* [Task requirements] Nothing but the lines from the one that contains "Target: metal guardrail" to the end of the records should be printed, both ends included, exactly as given.

* [Saved entries]

....

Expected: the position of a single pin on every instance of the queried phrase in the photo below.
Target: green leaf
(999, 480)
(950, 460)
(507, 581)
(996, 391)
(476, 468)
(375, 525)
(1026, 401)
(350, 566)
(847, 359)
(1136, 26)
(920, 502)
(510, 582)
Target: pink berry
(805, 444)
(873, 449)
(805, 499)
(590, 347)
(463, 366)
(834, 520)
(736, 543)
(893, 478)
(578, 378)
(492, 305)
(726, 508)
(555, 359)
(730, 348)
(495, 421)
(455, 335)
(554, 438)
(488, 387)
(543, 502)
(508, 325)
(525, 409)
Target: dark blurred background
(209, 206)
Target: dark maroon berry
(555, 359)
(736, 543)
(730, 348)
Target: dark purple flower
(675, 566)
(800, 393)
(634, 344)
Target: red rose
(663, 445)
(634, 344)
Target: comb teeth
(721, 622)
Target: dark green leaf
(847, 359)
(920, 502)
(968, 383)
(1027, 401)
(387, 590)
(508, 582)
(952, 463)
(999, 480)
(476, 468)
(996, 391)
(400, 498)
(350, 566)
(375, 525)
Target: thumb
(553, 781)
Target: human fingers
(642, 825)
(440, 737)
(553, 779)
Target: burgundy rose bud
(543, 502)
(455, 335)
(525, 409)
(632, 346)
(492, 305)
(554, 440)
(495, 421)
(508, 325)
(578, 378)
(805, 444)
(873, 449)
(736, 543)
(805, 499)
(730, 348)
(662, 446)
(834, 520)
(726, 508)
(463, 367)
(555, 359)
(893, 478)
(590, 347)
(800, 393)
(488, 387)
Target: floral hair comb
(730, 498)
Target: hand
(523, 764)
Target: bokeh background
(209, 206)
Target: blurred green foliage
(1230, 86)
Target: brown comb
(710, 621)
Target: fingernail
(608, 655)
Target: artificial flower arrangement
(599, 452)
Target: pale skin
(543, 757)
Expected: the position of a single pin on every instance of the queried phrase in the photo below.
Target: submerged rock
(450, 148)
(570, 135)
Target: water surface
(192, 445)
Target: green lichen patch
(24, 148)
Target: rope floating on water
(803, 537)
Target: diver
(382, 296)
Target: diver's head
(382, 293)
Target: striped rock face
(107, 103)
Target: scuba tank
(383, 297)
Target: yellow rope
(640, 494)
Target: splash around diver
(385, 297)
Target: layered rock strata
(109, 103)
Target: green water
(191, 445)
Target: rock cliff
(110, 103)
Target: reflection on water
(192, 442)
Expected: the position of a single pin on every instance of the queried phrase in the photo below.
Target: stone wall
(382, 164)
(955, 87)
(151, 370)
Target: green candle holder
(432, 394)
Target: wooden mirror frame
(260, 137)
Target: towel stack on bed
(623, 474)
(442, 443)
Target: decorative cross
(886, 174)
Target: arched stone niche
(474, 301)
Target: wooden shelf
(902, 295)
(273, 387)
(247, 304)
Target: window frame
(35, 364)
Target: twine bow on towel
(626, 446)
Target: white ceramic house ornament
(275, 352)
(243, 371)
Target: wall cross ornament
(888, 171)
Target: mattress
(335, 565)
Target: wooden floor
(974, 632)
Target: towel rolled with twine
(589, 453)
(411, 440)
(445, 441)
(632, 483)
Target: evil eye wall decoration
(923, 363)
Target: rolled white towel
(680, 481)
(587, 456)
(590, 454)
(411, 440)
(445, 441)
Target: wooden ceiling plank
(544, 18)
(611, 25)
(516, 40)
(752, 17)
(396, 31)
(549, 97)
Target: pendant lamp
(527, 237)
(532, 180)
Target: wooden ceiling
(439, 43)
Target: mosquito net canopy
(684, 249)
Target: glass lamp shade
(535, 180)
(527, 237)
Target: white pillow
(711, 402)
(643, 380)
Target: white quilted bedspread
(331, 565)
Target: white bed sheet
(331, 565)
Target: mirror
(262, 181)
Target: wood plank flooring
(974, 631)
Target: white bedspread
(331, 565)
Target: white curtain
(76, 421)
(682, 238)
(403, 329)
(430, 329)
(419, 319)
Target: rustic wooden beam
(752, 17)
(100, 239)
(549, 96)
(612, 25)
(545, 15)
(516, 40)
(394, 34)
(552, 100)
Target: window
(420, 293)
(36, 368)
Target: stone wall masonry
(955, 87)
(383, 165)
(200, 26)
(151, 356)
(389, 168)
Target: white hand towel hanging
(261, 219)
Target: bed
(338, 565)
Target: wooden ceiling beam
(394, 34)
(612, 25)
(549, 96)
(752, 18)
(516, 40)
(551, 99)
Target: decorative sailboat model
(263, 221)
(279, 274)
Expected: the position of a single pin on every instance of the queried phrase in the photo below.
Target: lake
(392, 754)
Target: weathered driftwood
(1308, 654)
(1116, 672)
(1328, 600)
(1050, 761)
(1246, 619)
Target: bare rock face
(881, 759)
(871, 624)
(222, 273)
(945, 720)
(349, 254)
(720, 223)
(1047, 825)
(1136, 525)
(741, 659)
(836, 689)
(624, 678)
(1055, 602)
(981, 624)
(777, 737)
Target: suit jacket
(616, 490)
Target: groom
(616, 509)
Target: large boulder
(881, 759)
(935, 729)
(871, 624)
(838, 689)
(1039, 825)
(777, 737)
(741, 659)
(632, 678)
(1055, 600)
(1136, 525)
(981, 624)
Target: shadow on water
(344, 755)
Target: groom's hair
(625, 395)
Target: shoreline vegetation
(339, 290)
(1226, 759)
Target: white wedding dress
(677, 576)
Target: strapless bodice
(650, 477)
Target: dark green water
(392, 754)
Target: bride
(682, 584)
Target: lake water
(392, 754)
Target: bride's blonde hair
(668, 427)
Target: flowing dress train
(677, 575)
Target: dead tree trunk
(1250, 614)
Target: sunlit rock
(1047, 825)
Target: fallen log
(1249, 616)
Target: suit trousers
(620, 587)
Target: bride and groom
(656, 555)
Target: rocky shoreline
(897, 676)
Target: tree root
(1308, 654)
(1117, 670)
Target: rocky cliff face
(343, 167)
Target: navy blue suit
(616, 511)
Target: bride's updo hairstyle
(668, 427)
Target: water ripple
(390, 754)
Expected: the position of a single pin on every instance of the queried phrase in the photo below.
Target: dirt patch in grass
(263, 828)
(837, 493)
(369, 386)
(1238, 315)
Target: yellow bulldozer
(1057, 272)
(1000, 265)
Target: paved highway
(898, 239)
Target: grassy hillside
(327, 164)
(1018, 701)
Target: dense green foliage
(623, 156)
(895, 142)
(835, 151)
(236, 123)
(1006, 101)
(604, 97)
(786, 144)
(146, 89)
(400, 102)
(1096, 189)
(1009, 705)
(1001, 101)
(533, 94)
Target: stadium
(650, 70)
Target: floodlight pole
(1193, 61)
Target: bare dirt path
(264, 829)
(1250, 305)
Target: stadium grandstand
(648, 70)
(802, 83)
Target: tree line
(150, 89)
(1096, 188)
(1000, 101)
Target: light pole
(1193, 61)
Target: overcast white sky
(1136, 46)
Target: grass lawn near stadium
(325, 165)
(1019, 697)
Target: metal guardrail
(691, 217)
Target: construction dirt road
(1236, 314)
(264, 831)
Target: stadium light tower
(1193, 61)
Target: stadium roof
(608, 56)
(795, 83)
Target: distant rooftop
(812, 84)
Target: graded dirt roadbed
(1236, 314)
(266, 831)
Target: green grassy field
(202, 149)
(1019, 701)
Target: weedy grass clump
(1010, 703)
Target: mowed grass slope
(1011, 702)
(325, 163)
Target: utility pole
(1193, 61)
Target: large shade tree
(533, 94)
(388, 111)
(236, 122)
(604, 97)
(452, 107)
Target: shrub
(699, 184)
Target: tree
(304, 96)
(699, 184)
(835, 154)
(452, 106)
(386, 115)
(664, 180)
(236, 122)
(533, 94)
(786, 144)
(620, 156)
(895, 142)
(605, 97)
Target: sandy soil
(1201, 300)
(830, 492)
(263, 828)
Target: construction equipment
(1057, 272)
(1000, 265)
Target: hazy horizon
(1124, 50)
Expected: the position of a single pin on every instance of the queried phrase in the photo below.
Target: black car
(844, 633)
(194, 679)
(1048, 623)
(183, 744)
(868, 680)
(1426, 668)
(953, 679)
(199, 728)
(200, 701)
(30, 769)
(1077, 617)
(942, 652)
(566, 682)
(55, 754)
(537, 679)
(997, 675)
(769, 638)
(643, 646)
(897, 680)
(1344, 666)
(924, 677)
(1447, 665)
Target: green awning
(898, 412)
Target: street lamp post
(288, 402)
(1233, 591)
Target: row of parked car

....

* [Task output]
Target: metal guardrail
(691, 217)
Target: construction dirt road
(1236, 314)
(264, 831)
Target: stadium light tower
(1193, 61)
Target: stadium roof
(608, 56)
(795, 83)
Target: distant rooftop
(812, 84)
Target: graded dirt roadbed
(1236, 314)
(266, 831)
Target: green grassy field
(202, 149)
(1019, 701)
Target: weedy grass clump
(1010, 703)
Target: mowed grass slope
(1011, 702)
(325, 163)
Target: utility pole
(1193, 61)
Target: large shade tree
(533, 94)
(388, 111)
(236, 122)
(604, 97)
(452, 107)
Target: shrub
(699, 184)
Target: tree
(304, 96)
(699, 184)
(835, 154)
(452, 106)
(386, 115)
(664, 180)
(236, 122)
(533, 94)
(786, 144)
(620, 156)
(895, 142)
(605, 97)
Target: sandy soil
(1201, 300)
(830, 492)
(263, 828)
Target: construction equipment
(1057, 272)
(1000, 265)
Target: hazy horizon
(1124, 50)
Expected: the position of a single pin on every instance of the queried phrase in the photo below.
Target: black car
(844, 633)
(194, 679)
(1048, 623)
(183, 744)
(868, 680)
(1426, 668)
(953, 679)
(199, 728)
(200, 701)
(30, 769)
(1077, 617)
(942, 652)
(566, 682)
(55, 754)
(537, 679)
(997, 675)
(769, 638)
(643, 646)
(897, 680)
(1344, 666)
(924, 677)
(1447, 665)
Target: green awning
(898, 412)
Target: street lamp post
(288, 402)
(1233, 591)
Target: row of parked car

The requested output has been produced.